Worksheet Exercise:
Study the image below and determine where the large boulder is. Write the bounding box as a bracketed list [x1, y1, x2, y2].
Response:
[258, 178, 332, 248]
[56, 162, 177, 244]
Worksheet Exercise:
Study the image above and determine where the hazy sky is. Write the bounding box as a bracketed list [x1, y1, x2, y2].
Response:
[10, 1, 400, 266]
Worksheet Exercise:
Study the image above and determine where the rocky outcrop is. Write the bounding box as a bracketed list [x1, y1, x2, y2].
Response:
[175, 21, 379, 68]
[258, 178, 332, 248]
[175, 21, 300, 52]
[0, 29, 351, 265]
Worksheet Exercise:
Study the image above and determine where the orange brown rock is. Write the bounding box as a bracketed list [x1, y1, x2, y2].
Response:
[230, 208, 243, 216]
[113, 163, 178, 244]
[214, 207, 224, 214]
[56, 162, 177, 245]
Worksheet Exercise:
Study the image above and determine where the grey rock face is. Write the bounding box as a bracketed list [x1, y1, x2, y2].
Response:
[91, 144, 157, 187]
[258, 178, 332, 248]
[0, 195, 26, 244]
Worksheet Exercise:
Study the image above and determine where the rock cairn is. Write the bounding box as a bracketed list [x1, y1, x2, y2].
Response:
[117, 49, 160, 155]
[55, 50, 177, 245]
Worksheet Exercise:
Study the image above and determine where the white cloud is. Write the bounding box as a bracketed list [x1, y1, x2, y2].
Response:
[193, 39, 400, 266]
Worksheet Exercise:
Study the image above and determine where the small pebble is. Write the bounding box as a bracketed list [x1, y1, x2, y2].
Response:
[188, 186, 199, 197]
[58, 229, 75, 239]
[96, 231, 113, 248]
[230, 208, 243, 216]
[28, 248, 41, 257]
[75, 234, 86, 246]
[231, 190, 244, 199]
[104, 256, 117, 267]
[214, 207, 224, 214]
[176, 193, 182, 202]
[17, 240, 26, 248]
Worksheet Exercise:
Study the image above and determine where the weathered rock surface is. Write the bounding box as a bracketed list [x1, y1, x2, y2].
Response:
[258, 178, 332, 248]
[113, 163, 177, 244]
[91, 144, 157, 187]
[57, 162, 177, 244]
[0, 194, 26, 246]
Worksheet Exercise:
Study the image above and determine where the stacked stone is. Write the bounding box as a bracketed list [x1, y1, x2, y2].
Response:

→ **PROBLEM STATEMENT**:
The full listing above needs to be transcribed exactly.

→ **RESULT**:
Worksheet Exercise:
Study the image below and determine where the large boulder is. Write the bounding box as a bracketed list [x1, y1, x2, y2].
Response:
[258, 178, 332, 248]
[56, 162, 177, 244]
Worksheet Exercise:
Study the image above and determine where the hazy sky is. Write the bounding box as a bracketed list [x1, y1, x2, y2].
Response:
[10, 1, 400, 266]
Worksheet Exercise:
Study the image above and determine where the rocky outcrop is. Write the bounding box as a bracketed list [x1, y1, x2, y2].
Response:
[175, 21, 379, 68]
[258, 178, 332, 248]
[175, 21, 300, 52]
[0, 29, 351, 265]
Worksheet Exercise:
Study the image above and determine where the orange brown rock is. Write the bounding box as a bracketed list [x1, y1, x2, y2].
Response:
[230, 208, 243, 216]
[113, 163, 178, 244]
[214, 207, 224, 214]
[56, 162, 177, 245]
Worksheet Exercise:
Study the image above and determine where the grey rock face is. Write the bounding box as a bracketed list [x1, y1, x2, y2].
Response:
[91, 144, 157, 187]
[258, 178, 332, 248]
[0, 195, 26, 244]
Worksheet Exercise:
Study the image above and determine where the rock cairn is. Write the bounding box as a bracketed list [x1, y1, x2, y2].
Response:
[117, 49, 160, 155]
[55, 50, 177, 245]
Worksheet Exercise:
Study the image above and determine where the white cloud is. Write the bounding box as a bracketed list [x1, y1, x2, y2].
Response:
[193, 39, 400, 266]
Worksheet Exercise:
Study the image above and determine where the small pebble is. Write the bounding box as a bracketed list [x1, y1, x2, y2].
Response:
[188, 186, 199, 197]
[58, 229, 75, 239]
[96, 231, 113, 248]
[230, 208, 243, 216]
[28, 248, 41, 257]
[75, 234, 86, 246]
[231, 190, 244, 199]
[104, 256, 117, 267]
[214, 207, 224, 214]
[176, 193, 182, 202]
[17, 240, 26, 248]
Worksheet Exercise:
Study the image above and determine where the weathered rock surface is. Write the bounding box as a bracketed list [x1, y1, x2, y2].
Response:
[258, 178, 332, 248]
[113, 163, 177, 244]
[91, 144, 157, 187]
[57, 162, 177, 244]
[0, 194, 26, 246]
Worksheet Exercise:
Study the image above and determine where the stacked stone is. Write the bounding box as a bracketed list [x1, y1, x2, y2].
Response:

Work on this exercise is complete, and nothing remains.